**Aim of the task**
Rescale the items that begin at the line with "Get blue running" and end after the line with "309 654 362 706", writing out every line again, requests included. Multiply each bounding-box coordinate in the answers by 2.3 and round to whole numbers, halves up, but leave the numbers in the requests and their format samples as they are.

**Task input**
-------

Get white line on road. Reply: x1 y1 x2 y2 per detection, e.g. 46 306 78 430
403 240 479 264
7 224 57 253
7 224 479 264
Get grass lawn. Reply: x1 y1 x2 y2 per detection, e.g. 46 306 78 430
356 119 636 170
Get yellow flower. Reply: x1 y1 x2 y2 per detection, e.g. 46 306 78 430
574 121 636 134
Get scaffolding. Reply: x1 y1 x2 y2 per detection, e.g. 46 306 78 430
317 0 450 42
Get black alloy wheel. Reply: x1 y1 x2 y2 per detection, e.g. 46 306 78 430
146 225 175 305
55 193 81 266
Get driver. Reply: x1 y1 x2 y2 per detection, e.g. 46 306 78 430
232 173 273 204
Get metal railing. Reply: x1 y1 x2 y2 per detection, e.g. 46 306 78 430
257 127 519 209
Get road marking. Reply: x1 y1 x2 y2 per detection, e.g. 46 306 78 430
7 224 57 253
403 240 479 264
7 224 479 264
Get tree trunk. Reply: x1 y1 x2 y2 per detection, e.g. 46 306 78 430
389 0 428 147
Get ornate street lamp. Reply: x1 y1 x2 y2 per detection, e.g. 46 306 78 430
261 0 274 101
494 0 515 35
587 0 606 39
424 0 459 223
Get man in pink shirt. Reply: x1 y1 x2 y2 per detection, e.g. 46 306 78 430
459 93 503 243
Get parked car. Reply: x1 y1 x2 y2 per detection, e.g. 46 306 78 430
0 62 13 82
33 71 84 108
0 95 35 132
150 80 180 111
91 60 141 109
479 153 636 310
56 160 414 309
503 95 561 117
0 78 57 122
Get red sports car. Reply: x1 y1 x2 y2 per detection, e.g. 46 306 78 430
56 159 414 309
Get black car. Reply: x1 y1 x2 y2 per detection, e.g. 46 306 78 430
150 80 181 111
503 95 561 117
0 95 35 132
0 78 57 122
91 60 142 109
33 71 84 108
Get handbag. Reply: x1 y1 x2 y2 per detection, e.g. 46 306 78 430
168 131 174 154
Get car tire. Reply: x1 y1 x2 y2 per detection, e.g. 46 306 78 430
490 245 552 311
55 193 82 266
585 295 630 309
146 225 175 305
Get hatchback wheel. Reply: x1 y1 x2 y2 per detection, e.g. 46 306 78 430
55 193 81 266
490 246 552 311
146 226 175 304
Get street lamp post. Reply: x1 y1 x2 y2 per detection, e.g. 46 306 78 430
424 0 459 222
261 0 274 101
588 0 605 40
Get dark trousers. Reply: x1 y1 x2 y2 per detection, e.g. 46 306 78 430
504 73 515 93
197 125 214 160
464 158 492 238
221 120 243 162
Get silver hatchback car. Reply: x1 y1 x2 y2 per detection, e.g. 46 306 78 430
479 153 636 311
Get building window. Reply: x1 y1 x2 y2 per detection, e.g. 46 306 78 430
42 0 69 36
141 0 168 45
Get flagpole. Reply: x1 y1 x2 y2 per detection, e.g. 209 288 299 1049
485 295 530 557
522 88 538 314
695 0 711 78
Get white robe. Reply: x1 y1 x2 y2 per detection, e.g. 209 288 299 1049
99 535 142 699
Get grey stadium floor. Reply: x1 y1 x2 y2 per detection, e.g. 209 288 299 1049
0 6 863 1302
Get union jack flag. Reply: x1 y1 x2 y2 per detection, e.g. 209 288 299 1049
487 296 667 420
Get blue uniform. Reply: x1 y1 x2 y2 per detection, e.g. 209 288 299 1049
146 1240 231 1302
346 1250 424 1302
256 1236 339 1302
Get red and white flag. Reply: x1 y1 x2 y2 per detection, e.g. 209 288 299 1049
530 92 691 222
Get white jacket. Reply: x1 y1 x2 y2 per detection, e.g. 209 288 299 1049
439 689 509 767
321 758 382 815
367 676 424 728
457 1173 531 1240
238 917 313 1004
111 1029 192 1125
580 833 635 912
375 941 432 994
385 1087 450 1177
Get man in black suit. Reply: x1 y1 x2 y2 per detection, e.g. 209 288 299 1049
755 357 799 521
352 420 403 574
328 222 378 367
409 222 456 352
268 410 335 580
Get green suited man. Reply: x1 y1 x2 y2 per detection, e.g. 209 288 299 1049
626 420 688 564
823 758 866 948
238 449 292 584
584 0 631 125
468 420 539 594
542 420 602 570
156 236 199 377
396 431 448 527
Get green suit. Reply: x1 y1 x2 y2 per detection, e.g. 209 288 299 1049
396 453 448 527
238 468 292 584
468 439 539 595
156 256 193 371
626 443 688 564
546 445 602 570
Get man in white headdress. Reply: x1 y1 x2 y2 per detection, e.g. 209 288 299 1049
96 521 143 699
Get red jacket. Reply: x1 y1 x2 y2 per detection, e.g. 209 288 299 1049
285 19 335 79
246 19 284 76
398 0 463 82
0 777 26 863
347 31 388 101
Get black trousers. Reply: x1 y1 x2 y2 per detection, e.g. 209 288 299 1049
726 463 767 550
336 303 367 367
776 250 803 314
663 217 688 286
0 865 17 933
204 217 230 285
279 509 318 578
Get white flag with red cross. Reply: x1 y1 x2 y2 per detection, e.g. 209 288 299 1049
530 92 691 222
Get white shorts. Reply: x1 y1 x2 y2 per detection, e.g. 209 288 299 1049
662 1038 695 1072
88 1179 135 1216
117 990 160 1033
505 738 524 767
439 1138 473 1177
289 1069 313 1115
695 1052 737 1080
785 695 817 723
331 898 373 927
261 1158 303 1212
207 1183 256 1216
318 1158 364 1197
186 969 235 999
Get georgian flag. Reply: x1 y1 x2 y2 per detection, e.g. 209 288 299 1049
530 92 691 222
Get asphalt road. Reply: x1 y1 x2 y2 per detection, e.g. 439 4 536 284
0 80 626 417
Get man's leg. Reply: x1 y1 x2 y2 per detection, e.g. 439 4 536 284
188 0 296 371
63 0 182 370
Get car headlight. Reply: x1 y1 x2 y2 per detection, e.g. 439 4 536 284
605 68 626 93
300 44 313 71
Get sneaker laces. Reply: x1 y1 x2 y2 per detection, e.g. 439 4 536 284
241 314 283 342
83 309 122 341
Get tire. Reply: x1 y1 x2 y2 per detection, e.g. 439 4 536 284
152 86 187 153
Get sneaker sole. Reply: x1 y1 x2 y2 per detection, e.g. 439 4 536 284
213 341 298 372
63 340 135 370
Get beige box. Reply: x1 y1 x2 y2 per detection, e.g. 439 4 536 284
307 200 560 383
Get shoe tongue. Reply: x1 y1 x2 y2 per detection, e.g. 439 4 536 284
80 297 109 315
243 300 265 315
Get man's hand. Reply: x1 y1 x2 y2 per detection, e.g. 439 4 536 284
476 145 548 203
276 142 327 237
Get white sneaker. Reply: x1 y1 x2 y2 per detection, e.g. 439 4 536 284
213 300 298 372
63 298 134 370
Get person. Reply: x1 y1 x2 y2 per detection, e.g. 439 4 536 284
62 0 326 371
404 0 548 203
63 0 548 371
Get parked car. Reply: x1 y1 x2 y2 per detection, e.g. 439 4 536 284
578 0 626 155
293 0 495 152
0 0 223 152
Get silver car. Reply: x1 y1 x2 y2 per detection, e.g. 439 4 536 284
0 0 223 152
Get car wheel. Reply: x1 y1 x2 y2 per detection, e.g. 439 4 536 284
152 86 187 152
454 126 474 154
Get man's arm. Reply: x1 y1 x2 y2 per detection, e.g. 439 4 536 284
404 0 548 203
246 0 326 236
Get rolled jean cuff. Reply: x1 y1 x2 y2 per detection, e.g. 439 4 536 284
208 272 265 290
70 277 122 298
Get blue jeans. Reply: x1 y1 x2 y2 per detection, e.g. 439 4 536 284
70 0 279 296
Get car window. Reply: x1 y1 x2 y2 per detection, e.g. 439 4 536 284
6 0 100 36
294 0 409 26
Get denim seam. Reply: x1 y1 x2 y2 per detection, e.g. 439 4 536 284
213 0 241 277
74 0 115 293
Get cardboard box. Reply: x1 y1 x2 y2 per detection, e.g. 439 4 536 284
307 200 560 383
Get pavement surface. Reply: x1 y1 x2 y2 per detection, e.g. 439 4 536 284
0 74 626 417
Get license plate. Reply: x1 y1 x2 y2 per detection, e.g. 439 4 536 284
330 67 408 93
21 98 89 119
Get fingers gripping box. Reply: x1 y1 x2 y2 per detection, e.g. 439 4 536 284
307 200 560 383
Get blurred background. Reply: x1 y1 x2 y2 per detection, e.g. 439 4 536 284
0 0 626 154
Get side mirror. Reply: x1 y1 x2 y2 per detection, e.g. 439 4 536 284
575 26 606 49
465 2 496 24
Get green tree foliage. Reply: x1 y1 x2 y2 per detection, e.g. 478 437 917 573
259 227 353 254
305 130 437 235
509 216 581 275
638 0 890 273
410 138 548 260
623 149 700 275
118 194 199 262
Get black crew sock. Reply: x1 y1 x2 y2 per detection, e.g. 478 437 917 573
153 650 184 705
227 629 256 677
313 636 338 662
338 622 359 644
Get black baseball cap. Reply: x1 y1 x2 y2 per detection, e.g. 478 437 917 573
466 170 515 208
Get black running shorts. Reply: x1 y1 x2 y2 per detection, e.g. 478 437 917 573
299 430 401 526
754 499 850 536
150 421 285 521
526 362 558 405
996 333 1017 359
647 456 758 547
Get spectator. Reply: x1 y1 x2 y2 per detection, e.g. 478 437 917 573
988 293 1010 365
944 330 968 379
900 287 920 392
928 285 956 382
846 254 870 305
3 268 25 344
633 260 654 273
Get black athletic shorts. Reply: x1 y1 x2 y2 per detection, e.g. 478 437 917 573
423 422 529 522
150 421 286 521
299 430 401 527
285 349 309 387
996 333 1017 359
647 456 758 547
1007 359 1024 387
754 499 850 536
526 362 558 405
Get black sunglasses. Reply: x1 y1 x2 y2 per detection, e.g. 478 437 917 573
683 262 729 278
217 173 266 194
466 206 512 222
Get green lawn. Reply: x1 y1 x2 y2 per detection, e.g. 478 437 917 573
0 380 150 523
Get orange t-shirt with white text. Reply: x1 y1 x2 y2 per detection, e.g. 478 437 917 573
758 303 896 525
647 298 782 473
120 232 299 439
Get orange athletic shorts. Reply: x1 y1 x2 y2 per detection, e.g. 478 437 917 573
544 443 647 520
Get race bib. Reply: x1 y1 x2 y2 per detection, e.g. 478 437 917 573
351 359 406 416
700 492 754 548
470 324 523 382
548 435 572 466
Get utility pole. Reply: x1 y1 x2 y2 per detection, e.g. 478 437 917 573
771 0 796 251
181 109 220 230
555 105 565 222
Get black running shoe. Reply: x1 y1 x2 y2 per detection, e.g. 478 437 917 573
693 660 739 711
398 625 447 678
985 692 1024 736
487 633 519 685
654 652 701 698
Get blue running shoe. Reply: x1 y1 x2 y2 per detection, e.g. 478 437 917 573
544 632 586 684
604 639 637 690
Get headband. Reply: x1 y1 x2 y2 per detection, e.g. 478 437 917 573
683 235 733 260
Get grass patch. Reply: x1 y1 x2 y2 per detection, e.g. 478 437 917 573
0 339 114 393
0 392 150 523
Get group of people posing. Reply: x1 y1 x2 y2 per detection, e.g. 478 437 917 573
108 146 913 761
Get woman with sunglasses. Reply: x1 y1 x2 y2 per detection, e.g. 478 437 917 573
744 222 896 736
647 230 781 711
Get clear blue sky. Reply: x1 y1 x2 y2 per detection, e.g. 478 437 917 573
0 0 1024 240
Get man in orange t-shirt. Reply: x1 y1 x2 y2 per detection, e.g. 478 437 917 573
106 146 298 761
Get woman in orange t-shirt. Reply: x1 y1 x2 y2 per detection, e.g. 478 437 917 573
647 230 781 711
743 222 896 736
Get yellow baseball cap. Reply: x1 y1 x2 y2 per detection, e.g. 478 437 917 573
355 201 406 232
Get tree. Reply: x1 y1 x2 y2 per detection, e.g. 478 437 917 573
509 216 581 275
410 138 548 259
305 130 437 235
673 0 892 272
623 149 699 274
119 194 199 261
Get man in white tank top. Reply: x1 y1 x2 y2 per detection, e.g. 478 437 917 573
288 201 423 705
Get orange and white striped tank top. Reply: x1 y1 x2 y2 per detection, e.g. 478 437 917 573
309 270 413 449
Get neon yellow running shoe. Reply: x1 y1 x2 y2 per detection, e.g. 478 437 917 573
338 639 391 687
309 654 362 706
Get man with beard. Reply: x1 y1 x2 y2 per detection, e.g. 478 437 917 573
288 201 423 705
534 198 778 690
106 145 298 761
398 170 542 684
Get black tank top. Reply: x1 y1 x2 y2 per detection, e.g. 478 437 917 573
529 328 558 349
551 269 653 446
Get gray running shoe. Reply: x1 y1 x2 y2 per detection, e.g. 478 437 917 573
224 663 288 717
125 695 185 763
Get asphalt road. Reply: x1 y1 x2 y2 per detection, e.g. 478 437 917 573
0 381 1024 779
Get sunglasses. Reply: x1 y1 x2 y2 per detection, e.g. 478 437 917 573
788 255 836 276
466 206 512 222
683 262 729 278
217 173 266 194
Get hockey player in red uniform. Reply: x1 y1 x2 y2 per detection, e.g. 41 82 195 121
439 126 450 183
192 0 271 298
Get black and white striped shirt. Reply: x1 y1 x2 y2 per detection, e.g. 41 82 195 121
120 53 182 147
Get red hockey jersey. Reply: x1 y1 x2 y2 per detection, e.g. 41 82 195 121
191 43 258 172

-------

**Solution for this exercise**
Get blue running shoe. Reply: x1 y1 x2 y2 per detection, e.g. 478 437 917 573
1251 1454 1348 1573
1389 1470 1465 1587
Get headband. Reply: x1 y1 x2 y2 per detection, e.g. 478 437 917 573
1571 541 1686 598
Get grass patch. Reply: x1 y1 x2 y2 per detection, e.g. 478 437 917 573
0 780 262 904
0 902 345 1203
Get group of people posing. Reply: x1 y1 x2 y2 per detection, e.g. 478 437 917 573
248 336 2100 1750
Get woman with sunglasses. Reply: x1 y1 x2 y2 per detection, e.g. 478 437 917 573
1711 511 2061 1693
1488 529 1796 1635
Get clear blue sky. Reply: x1 y1 x2 y2 per detection, e.g. 478 437 917 573
0 0 2355 552
Get man in orange t-shirt. Reply: x1 y1 x2 y2 per detection, e.g. 478 437 917 573
244 336 685 1750
Get woman in orange t-shirt. Reply: x1 y1 x2 y2 per detection, e.g. 478 437 917 573
1488 529 1796 1635
1709 511 2061 1693
Get yellow baseball cap. Reply: x1 y1 x2 y2 per detection, e.g. 478 437 917 573
817 462 934 534
Get tree. Reply: x1 y1 x2 y2 per detection, e.g. 478 437 917 573
1171 497 1336 633
943 317 1260 596
702 299 1005 541
1548 0 2052 626
1433 343 1608 630
274 446 458 600
Get man in white tank top. Reply: x1 y1 x2 y2 per detection, e.g. 478 437 917 573
662 462 973 1622
Get orange and white striped tank top. Reply: x1 y1 x2 y2 per detection, e.g. 478 437 917 573
711 621 950 1033
Get neon yellow running shoe. Reply: x1 y1 x2 y2 per detection, e.g. 478 437 917 573
777 1470 899 1580
711 1504 833 1624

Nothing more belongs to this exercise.